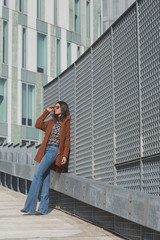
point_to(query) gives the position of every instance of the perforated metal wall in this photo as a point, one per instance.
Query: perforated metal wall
(126, 88)
(67, 94)
(149, 18)
(83, 111)
(113, 91)
(103, 152)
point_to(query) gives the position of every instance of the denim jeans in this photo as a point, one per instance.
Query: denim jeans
(39, 188)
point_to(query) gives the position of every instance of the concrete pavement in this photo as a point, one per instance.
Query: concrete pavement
(57, 225)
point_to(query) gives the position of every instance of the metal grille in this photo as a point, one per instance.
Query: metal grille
(149, 12)
(113, 94)
(103, 111)
(125, 67)
(151, 176)
(67, 94)
(83, 117)
(128, 176)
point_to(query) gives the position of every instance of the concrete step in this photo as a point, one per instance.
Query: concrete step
(56, 225)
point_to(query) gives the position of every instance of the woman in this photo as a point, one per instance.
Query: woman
(52, 154)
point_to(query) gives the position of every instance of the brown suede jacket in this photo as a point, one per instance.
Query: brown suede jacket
(64, 144)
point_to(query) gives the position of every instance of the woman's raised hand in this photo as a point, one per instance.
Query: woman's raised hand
(50, 108)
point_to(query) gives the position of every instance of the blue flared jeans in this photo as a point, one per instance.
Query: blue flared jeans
(39, 188)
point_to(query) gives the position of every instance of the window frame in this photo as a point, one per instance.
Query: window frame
(77, 29)
(33, 123)
(24, 55)
(5, 51)
(88, 18)
(5, 95)
(69, 55)
(45, 57)
(58, 59)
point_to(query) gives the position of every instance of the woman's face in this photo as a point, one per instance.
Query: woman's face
(57, 109)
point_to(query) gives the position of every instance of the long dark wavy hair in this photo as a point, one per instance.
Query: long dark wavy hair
(64, 111)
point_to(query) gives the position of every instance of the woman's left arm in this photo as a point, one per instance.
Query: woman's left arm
(67, 139)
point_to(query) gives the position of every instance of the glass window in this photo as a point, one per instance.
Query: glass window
(3, 100)
(55, 12)
(88, 18)
(58, 56)
(68, 54)
(41, 53)
(28, 104)
(105, 8)
(78, 52)
(77, 16)
(5, 42)
(115, 7)
(24, 48)
(100, 23)
(21, 5)
(39, 9)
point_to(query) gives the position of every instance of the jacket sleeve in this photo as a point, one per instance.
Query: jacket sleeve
(40, 124)
(67, 139)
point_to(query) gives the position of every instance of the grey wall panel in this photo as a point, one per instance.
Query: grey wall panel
(83, 117)
(126, 88)
(51, 94)
(103, 110)
(149, 11)
(67, 94)
(151, 176)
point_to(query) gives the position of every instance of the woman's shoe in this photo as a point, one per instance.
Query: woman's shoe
(22, 210)
(37, 213)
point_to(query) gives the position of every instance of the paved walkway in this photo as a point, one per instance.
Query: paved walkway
(57, 225)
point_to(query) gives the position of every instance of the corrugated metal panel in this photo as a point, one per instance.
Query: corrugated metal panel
(149, 12)
(151, 176)
(67, 94)
(126, 88)
(103, 111)
(84, 117)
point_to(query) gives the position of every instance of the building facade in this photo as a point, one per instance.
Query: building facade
(112, 9)
(38, 40)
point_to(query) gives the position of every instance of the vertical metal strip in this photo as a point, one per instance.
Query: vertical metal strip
(114, 134)
(58, 89)
(74, 118)
(92, 113)
(140, 101)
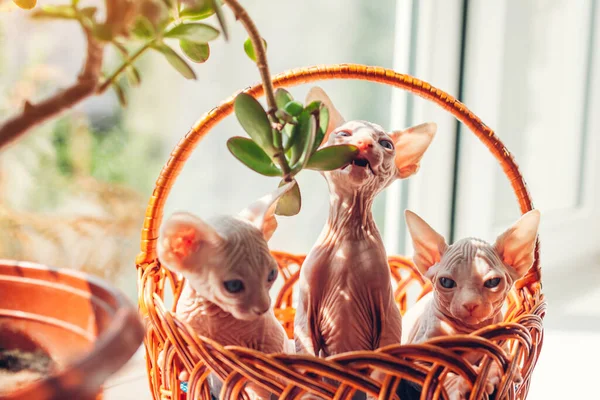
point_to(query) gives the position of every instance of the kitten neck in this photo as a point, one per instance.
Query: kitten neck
(350, 214)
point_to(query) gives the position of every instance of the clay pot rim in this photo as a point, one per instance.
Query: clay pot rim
(110, 350)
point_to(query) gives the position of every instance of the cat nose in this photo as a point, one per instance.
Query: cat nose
(262, 308)
(364, 143)
(261, 311)
(470, 307)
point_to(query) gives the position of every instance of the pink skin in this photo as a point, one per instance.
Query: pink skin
(471, 280)
(230, 248)
(346, 300)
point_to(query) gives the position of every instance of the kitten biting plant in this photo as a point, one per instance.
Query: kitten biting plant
(346, 302)
(229, 271)
(471, 279)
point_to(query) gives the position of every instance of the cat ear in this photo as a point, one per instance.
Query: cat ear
(411, 144)
(262, 212)
(335, 118)
(186, 241)
(516, 245)
(428, 244)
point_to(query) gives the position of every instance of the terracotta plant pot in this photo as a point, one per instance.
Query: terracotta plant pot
(86, 327)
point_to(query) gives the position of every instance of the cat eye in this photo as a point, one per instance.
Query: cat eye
(272, 275)
(387, 144)
(234, 286)
(447, 283)
(492, 283)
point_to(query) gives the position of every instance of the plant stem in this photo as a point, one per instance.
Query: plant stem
(85, 86)
(263, 69)
(109, 81)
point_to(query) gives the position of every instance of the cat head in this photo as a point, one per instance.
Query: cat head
(383, 157)
(471, 278)
(227, 261)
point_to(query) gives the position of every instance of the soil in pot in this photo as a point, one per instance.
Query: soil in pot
(22, 360)
(19, 368)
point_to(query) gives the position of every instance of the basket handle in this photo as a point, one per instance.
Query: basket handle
(182, 151)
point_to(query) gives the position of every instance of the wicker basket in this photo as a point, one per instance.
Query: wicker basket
(288, 376)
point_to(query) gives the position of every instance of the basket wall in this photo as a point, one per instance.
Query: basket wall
(514, 344)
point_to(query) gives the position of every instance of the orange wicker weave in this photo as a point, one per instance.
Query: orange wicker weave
(515, 344)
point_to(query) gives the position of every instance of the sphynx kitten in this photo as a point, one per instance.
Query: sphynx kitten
(229, 271)
(346, 301)
(471, 279)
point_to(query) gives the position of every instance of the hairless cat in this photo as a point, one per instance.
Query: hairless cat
(471, 280)
(346, 301)
(229, 271)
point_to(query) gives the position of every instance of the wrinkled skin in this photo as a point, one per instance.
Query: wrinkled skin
(211, 257)
(346, 301)
(471, 280)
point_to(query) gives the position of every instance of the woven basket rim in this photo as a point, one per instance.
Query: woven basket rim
(294, 77)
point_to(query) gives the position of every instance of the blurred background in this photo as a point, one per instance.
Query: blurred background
(73, 192)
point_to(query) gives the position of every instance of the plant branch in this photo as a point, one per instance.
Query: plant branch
(85, 86)
(128, 62)
(263, 69)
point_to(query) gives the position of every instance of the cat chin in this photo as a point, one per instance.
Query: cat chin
(244, 315)
(472, 320)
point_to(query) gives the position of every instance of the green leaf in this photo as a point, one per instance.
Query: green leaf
(200, 9)
(254, 120)
(332, 157)
(219, 11)
(323, 122)
(249, 49)
(195, 32)
(120, 94)
(302, 148)
(284, 116)
(102, 32)
(282, 97)
(314, 106)
(290, 203)
(143, 28)
(57, 12)
(133, 76)
(293, 108)
(252, 156)
(175, 60)
(197, 52)
(293, 136)
(308, 132)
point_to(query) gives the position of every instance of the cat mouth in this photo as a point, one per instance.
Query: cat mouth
(361, 163)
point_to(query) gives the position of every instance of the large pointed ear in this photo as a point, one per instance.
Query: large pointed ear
(411, 144)
(428, 244)
(185, 242)
(262, 212)
(335, 118)
(516, 246)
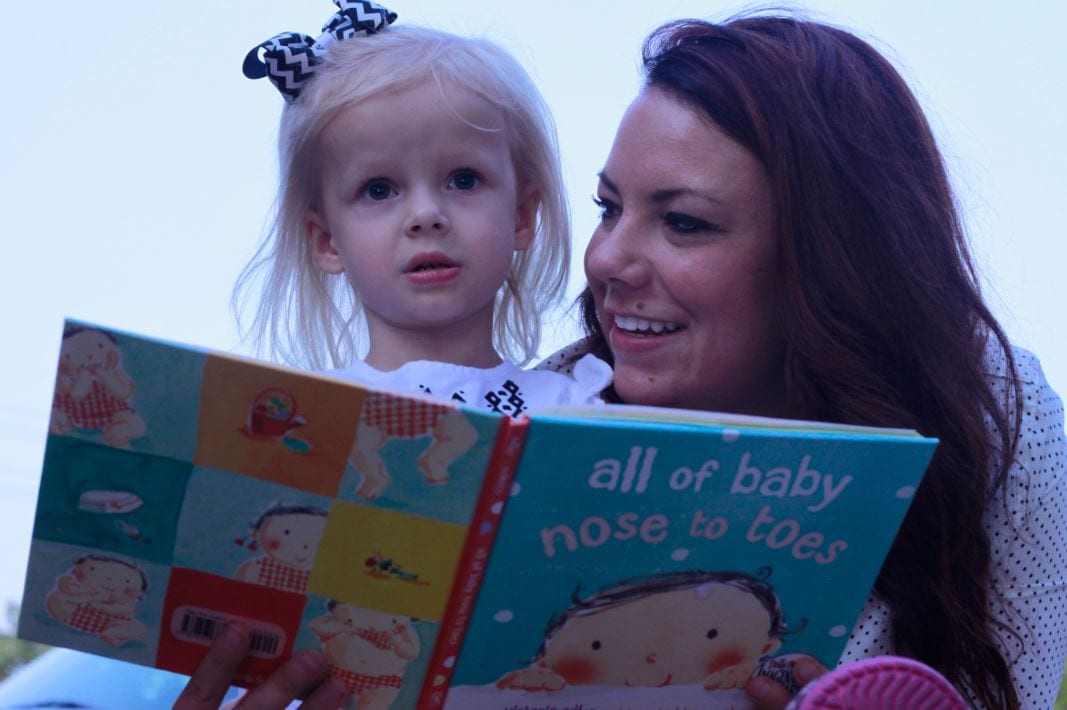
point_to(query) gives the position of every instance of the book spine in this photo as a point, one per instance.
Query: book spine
(473, 561)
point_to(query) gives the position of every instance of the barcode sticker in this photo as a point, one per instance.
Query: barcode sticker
(201, 626)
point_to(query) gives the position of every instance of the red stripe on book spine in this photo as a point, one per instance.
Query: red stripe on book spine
(472, 565)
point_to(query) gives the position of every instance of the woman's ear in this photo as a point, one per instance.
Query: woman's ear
(323, 253)
(529, 200)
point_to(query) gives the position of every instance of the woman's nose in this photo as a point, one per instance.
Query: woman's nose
(427, 218)
(615, 256)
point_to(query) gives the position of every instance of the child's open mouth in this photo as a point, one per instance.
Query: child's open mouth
(428, 269)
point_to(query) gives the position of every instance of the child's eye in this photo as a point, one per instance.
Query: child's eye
(608, 208)
(464, 179)
(378, 190)
(687, 224)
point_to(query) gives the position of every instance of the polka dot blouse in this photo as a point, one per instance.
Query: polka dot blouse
(1029, 547)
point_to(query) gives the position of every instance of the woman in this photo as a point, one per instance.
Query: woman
(779, 237)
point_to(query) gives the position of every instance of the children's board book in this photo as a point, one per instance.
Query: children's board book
(443, 554)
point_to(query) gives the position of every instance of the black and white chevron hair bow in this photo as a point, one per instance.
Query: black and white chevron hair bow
(289, 59)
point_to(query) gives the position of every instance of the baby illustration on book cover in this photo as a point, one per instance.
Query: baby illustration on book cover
(288, 536)
(99, 596)
(368, 650)
(679, 628)
(385, 416)
(93, 390)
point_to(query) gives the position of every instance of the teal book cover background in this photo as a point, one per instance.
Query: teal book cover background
(605, 515)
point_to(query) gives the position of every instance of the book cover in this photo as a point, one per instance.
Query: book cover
(643, 565)
(642, 557)
(181, 488)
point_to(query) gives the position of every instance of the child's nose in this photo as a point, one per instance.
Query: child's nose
(427, 219)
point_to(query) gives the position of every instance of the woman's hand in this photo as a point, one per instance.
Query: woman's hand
(768, 694)
(293, 678)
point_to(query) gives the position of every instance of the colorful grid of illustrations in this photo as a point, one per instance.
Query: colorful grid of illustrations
(184, 488)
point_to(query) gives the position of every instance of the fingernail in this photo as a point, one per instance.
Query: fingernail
(312, 663)
(335, 692)
(760, 690)
(806, 672)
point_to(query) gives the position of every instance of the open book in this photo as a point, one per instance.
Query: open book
(444, 555)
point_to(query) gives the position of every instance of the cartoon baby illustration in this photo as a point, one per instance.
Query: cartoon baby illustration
(367, 650)
(385, 416)
(289, 538)
(93, 391)
(99, 595)
(675, 628)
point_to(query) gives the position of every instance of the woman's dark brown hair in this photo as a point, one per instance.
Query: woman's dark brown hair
(878, 299)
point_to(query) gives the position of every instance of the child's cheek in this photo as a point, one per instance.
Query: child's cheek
(723, 659)
(577, 669)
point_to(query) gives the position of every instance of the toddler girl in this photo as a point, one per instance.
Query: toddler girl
(420, 189)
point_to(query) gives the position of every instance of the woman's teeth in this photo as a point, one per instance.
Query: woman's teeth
(643, 327)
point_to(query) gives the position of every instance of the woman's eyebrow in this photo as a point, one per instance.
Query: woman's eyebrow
(666, 194)
(607, 182)
(670, 193)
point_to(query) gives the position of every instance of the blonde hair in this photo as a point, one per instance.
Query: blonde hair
(309, 318)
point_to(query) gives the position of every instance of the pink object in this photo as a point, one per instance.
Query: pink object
(886, 682)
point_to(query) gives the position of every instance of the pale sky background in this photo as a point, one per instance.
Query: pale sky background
(137, 163)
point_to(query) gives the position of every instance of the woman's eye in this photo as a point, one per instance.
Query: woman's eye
(464, 179)
(378, 190)
(608, 208)
(686, 224)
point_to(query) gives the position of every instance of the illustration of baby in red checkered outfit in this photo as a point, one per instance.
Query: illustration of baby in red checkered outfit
(289, 538)
(367, 650)
(99, 595)
(93, 390)
(384, 417)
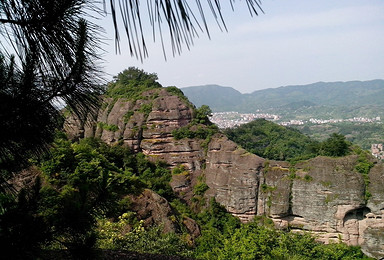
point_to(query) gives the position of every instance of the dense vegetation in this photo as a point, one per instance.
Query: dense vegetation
(131, 83)
(80, 203)
(363, 135)
(272, 141)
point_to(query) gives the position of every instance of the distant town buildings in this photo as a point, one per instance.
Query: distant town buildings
(232, 119)
(377, 151)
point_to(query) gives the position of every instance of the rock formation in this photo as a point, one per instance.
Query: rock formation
(325, 196)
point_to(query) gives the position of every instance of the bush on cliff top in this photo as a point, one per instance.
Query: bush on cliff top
(131, 83)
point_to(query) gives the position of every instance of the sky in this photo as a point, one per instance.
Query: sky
(294, 42)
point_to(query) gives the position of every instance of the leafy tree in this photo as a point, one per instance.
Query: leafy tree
(49, 54)
(47, 57)
(335, 146)
(131, 83)
(272, 141)
(202, 114)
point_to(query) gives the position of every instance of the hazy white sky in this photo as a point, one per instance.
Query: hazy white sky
(294, 42)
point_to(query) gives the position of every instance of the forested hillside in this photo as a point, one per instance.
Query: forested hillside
(89, 199)
(272, 141)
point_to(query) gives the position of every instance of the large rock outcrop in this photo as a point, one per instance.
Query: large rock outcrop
(325, 196)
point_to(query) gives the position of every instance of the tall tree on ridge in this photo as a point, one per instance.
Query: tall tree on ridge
(49, 51)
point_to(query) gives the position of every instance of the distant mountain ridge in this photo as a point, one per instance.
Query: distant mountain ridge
(338, 94)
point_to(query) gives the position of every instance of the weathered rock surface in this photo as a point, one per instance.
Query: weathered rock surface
(153, 210)
(326, 196)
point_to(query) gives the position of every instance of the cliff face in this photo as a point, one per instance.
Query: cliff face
(323, 195)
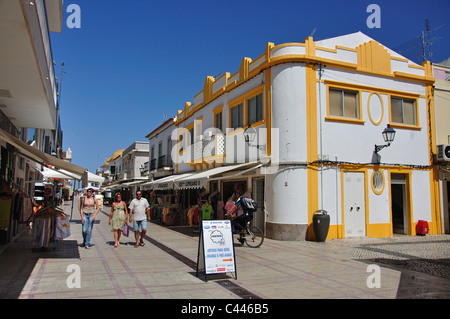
——————————
What the exercise asks – Among the entries above, locate the lines containing "Query: window frame" and "of the vertical", and transcribe exactly those two lines and all lines between.

Exercise output –
Query: window frame
(77, 29)
(33, 123)
(24, 55)
(5, 51)
(88, 18)
(5, 95)
(69, 55)
(45, 57)
(58, 59)
point_to(query) gives the position of every instance of the woman's face in this photo as a point, one per instance.
Query: woman's face
(57, 109)
point_to(query) gives the position of every instance of the long dark wavy hair in this photo as a point, one per instance.
Query: long dark wavy hair
(64, 111)
point_to(query) gives the position of every instance of the woman's left arm in this photo as a point, one per instance.
Query: woman's left arm
(67, 139)
point_to(query) gives the position of every instance of the glass window in this photo as a point, one per instance.
Query: glass window
(3, 100)
(55, 12)
(88, 18)
(58, 56)
(68, 54)
(41, 53)
(28, 104)
(105, 8)
(78, 52)
(77, 16)
(5, 42)
(115, 7)
(24, 48)
(100, 23)
(21, 5)
(39, 9)
point_to(query) gives the position of every instance of the jacket sleeve in this photo as a point, one per instance.
Query: jacket sleeve
(40, 124)
(67, 139)
point_to(query) gives the position of every instance of the grey wall panel in this photo as a point, one per instance.
Query: grey wall panel
(83, 117)
(126, 88)
(51, 94)
(103, 110)
(149, 11)
(67, 94)
(151, 176)
point_to(query) gives the position of every instance of the woman's shoe in this photo as a point, one per instance.
Query: woman's shoe
(22, 210)
(37, 213)
point_to(query) gives the position of every instance of the paved walkway in this photo as a point, one per instance.
Query: paved walkway
(57, 225)
point_to(query) gives the position of every instance of the corrugated metal panel in this photo as a point, one per instance.
Query: corrugated metal panel
(149, 12)
(151, 176)
(67, 94)
(126, 88)
(103, 111)
(84, 117)
point_to(query) gives the position of every instance of the building facade in this photo as a point, one per instance.
Query: building facade
(112, 9)
(38, 40)
point_to(query) gives the position of every instance of the vertical metal strip in this photo as a point, one per instance.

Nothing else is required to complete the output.